• _EXCERPT_:
——

Keith & Martin/Martin & Keith: Elegy for the \aut\BAR

When: 2024

“From 1995 to 2020, Ann Arbor’s Aut/Bar was the mecca for the LGBTQ+ community. Its founders, Martin Contreras and Keith Orr, created a cultural and political hub that bridged the AIDS era with assimilation of the queer community and urban gentrification. This film is both tribute and elegy to a moment of significant hope when Ann Arbor lived up to its reputation for harboring a tolerant and liberal-minded population. It is dedicated to the two men who were at its heart and whose proud determination to make it happen was both fierce and tender.” - Peter Sparling

Transcript

  • [00:01:21] Keith: I don't know where it really started, but we had talked about it quite a bit. We had, as they say, met at The Flame, but The Flame was owned by a straight man who was actually gay hostile. His view, as quoted by one of the bartenders, was "AIDS is depressing and it will be bad for business".
  • [00:01:47] Martin: The decision to open a gay bar, had a lot to do, I think, in my mind, with wanting a better place for the community. Something that celebrated us as gay men and women. Something that acknowledged and affirmed who we were as gay men and women. I've always had this belief that we become our environment and if you only know dark places down back alleys and seedy places, that forms your personality and it forms the vision of who you are and so it was a "we need something better. We deserve something better".

——

• _ITEMS_:
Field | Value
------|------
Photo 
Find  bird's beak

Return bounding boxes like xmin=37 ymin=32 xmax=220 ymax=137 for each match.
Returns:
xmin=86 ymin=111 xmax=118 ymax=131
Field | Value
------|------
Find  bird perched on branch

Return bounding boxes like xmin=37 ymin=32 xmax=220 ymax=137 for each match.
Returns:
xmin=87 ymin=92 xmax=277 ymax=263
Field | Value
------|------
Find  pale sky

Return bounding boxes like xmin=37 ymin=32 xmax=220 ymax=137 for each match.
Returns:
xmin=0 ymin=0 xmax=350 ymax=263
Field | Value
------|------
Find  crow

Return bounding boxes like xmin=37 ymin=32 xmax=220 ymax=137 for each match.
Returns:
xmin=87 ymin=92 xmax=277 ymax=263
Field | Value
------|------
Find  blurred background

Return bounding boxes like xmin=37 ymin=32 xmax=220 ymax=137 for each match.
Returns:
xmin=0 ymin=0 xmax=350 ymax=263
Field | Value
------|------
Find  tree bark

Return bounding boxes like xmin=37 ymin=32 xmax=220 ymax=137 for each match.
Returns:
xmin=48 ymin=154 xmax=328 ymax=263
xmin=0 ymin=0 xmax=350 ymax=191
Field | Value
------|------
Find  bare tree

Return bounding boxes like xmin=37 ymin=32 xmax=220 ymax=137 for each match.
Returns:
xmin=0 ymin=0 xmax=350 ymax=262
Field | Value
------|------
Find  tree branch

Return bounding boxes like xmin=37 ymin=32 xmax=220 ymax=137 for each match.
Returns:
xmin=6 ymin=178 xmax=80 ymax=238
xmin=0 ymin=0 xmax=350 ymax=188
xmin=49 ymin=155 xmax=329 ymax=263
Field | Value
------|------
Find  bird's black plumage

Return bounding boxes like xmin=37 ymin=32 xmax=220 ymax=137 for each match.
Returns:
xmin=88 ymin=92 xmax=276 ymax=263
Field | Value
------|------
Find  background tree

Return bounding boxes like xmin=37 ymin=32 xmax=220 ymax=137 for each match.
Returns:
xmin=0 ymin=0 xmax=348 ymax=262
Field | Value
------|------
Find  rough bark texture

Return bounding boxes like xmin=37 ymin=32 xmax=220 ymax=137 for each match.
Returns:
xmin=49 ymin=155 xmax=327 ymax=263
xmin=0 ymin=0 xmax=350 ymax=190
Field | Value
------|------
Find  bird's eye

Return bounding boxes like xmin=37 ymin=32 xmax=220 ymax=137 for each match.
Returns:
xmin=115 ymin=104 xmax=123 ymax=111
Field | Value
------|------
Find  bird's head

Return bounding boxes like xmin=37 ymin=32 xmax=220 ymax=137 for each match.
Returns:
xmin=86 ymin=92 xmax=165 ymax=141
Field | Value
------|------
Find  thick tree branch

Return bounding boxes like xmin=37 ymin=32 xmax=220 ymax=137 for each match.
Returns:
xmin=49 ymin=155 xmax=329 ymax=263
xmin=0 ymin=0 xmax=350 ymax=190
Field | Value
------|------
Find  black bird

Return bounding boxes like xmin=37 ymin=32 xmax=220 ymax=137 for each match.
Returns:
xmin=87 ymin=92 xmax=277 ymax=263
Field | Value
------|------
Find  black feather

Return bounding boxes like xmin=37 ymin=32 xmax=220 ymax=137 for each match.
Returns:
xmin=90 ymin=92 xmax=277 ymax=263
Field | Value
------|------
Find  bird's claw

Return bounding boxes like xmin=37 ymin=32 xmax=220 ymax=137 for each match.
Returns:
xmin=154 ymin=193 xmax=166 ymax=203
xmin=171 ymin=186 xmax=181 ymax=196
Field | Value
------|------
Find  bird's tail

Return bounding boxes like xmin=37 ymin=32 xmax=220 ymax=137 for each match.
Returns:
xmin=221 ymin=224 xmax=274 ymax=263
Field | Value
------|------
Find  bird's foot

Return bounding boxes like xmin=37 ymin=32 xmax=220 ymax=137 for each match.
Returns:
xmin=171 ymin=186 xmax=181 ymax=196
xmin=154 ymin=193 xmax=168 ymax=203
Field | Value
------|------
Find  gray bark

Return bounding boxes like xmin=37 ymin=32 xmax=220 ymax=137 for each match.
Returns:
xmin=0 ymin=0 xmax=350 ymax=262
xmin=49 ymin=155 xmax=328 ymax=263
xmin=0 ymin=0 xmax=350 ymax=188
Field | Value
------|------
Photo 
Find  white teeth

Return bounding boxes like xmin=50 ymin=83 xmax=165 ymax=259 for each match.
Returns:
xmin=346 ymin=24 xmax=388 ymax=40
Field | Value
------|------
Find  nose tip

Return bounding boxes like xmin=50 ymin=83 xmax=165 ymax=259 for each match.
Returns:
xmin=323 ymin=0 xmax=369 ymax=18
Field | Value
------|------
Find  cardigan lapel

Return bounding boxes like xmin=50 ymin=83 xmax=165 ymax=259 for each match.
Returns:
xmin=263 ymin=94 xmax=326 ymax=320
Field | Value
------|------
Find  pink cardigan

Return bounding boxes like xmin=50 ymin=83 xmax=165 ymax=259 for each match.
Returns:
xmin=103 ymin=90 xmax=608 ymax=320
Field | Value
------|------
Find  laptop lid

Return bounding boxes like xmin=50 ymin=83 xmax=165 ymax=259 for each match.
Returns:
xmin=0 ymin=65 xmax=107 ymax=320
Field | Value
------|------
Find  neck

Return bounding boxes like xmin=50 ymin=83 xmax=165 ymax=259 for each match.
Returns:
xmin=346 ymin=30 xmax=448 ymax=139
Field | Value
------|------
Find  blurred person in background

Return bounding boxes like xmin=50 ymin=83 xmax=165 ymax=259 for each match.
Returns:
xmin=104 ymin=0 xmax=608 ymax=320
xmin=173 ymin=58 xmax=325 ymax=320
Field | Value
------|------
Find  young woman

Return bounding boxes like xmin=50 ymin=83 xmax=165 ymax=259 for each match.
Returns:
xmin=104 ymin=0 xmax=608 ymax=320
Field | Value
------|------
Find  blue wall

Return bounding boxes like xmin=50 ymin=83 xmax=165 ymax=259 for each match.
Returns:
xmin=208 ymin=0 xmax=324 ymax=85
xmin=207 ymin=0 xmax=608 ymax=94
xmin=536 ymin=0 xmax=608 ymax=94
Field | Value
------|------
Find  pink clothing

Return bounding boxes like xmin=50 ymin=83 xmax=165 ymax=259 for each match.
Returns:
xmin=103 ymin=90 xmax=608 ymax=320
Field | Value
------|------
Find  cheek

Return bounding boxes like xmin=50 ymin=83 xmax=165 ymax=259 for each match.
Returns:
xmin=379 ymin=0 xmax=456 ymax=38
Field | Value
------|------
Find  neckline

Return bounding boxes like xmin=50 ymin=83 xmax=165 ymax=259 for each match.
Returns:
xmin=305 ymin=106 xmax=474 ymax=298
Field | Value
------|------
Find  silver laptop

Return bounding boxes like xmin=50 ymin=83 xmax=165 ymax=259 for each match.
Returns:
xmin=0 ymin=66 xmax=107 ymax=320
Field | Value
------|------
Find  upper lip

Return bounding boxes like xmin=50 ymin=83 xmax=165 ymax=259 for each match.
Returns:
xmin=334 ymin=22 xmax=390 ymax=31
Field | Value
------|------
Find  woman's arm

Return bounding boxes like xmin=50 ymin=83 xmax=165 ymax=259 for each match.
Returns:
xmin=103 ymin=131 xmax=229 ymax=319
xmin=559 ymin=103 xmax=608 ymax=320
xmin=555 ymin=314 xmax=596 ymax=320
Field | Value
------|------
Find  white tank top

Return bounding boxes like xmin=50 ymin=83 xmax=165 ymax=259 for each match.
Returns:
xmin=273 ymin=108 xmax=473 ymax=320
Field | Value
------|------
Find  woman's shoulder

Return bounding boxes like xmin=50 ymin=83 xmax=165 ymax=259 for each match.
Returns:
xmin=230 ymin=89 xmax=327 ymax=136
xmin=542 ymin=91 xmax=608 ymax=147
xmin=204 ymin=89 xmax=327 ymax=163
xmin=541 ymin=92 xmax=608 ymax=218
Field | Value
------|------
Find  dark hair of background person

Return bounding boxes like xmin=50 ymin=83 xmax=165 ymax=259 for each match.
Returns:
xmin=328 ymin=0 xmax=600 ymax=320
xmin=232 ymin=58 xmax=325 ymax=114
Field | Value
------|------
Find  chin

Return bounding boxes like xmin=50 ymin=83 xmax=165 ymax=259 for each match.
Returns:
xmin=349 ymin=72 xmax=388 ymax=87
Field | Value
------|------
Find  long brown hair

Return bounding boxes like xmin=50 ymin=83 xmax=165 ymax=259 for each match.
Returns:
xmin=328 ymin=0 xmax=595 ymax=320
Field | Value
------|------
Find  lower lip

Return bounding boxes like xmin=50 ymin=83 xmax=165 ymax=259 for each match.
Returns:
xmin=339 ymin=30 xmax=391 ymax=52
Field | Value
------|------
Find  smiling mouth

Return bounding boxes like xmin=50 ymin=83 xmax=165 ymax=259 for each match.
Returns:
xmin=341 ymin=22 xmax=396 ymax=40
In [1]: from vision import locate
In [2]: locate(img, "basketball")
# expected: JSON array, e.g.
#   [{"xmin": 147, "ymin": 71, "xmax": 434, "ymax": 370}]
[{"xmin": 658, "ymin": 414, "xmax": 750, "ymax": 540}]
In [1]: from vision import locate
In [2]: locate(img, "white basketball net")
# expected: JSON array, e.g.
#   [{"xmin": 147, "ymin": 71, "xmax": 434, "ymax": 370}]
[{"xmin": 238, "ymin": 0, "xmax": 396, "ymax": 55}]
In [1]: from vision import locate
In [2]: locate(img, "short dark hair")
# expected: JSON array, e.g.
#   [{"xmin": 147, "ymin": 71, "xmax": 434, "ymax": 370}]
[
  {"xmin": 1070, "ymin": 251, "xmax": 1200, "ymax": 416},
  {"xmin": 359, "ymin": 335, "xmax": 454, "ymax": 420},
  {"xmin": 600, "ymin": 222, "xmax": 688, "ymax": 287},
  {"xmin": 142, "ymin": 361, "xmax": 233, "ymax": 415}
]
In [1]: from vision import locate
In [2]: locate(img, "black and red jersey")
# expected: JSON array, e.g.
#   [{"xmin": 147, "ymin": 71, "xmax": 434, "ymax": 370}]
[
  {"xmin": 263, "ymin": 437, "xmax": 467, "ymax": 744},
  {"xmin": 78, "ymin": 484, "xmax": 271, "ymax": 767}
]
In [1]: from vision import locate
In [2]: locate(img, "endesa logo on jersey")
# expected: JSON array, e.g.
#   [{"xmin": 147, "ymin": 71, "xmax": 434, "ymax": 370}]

——

• _THE TASKS_:
• a. Translate this sentence from the Aut/Bar excerpt into Spanish: "Its founders, Martin Contreras and Keith Orr, created a cultural and political hub that bridged the AIDS era with assimilation of the queer community and urban gentrification."
• b. According to the Aut/Bar excerpt, during which years did the Aut/Bar operate in Ann Arbor?
The rows are material separate from the Aut/Bar excerpt.

• _PROBLEM SOLUTIONS_:
• a. Sus fundadores, Martin Contreras y Keith Orr, crearon un centro cultural y político que unió la era del sida con la asimilación de la comunidad queer y la gentrificación urbana.

• b. From 1995 to 2020.